▶ Fragmento del texto:
________________________________________
Ahítos de tanta guerra sanguinaria, los pueblos aspiraron a crear un sistema jurídico que garantizara el respeto a la autodeterminación y a la no injerencia en el actuar de los Estados soberanos. Como lo había intentado antes la Liga de las Naciones, la ONU nació como un espacio de entendimiento entre los países con igualdad de derechos al margen de su dimensión y de su poderío económico-militar. Allí acudieron los que recién habían conquistado Gobierno propio. El imperio no pudo resignarse a la pérdida de sus antiguos dominios. Abandonó el patrón oro y, sin esa garantía, hizo del dólar la divisa para el comercio mundial. Abandonó las regulaciones que pretendían controlar la hipertrofia de los monopolios. Las corporaciones se transnacionalizaron, prescindieron de intermediarios y se hicieron cargo de los mandos políticos. Las concepciones neoliberales se convirtieron en doctrina y en ideología. Asociado con frecuencia a la noción de modernidad, su vocabulario se va naturalizando en todas partes.
________________________________________
▶ Explora el material:
A) Según el fragmento sobre la ONU, ¿qué abandonó el imperio antes de convertir el dólar en la divisa para el comercio mundial?
B) ¿Puedes seguir escribiendo el fragmento sobre la ONU y el neoliberalismo a partir de su última oración?

▶ Fragmentos de datos:
________________________________________
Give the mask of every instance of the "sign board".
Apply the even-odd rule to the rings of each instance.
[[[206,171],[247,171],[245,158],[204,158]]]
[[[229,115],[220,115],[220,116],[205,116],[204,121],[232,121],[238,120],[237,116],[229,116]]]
________________________________________
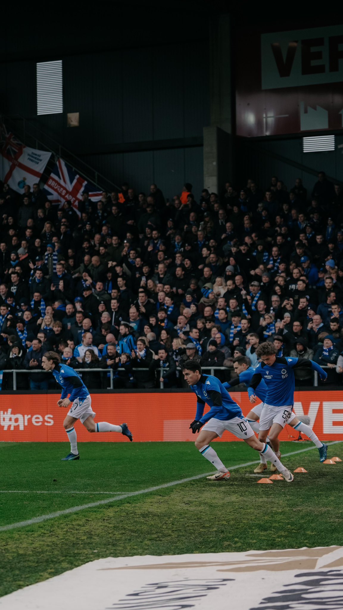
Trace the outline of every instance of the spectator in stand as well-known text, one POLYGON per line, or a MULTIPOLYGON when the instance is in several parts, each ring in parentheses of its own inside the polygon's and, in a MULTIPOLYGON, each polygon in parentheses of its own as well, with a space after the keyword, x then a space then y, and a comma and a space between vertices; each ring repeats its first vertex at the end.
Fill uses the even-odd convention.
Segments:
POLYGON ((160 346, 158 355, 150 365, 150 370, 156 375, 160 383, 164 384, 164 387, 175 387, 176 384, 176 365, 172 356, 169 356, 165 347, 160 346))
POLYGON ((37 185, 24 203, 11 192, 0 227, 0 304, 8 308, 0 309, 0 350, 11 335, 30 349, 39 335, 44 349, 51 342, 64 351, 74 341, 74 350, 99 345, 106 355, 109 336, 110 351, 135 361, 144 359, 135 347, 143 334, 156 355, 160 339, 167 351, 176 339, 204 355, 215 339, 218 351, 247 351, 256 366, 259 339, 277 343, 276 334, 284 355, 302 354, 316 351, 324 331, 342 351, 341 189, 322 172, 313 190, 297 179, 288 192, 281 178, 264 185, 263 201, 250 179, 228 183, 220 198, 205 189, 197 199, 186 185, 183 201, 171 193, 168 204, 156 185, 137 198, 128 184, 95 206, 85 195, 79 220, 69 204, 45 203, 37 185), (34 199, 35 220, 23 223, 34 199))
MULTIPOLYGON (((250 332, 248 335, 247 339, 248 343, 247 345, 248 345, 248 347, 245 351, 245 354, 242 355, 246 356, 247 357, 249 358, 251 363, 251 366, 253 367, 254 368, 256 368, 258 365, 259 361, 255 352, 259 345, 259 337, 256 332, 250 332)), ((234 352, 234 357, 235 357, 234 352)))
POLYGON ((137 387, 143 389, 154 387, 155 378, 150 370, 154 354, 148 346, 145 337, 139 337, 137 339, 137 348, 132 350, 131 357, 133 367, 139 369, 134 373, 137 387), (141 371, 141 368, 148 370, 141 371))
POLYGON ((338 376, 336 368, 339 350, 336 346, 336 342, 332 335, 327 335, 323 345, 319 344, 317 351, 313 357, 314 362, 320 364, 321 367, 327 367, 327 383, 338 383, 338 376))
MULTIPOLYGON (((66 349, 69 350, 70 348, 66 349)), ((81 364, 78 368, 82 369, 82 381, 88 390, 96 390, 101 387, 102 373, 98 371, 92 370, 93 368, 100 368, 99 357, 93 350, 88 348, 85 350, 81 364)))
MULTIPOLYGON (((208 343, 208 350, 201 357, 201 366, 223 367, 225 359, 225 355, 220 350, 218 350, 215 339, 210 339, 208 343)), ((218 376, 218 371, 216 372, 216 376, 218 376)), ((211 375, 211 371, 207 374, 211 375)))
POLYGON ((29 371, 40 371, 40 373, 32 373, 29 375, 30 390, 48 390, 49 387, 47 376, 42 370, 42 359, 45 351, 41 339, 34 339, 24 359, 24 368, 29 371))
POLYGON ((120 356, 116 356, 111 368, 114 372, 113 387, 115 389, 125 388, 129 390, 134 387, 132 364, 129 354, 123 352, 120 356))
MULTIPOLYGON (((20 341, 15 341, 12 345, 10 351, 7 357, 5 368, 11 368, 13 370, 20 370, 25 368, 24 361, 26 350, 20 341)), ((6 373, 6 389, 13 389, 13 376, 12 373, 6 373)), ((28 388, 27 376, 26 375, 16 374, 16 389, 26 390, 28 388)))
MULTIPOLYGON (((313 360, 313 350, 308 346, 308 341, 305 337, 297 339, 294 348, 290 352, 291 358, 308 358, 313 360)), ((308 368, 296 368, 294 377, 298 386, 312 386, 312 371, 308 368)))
________________________________________
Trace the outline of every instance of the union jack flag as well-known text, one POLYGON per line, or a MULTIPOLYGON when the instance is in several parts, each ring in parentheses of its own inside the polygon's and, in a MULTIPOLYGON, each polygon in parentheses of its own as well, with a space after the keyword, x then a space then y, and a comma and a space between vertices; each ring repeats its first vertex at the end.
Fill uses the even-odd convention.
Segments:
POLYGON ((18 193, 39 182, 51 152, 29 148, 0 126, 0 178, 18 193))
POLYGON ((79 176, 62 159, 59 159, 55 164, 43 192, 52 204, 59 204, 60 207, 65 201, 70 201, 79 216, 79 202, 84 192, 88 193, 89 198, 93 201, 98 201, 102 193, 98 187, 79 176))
________________________________________
▶ Resultados del ejercicio:
A) El patrón oro.

B)
En la ofensiva neocolonial, el imperio se arroga la potestad de determinar la legitimidad de la línea política de las naciones, de certificar la buena conducta mientras instaura nuevas formas de violencia. La amenaza de la guerra bordea simultáneamente en varias zonas del planeta. Las represalias económicas violatorias de la libertad de comercio con sus implicaciones extraterritoriales se multiplican, a todo lo cual se añaden sofisticadas formas de manipulación de las conciencias. El contrataque se vuelve no solo contra los movimientos revolucionarios. Incluye también las medidas reformistas que no pretenden subvertir las bases del sistema. Mientras esto sucede, la depredación de la Tierra se acelera.
De ahí que la salvación del planeta, la lucha contra el subdesarrollo y la defensa de un sistema de valores solidarios se encuentren estrechamente mancomunados.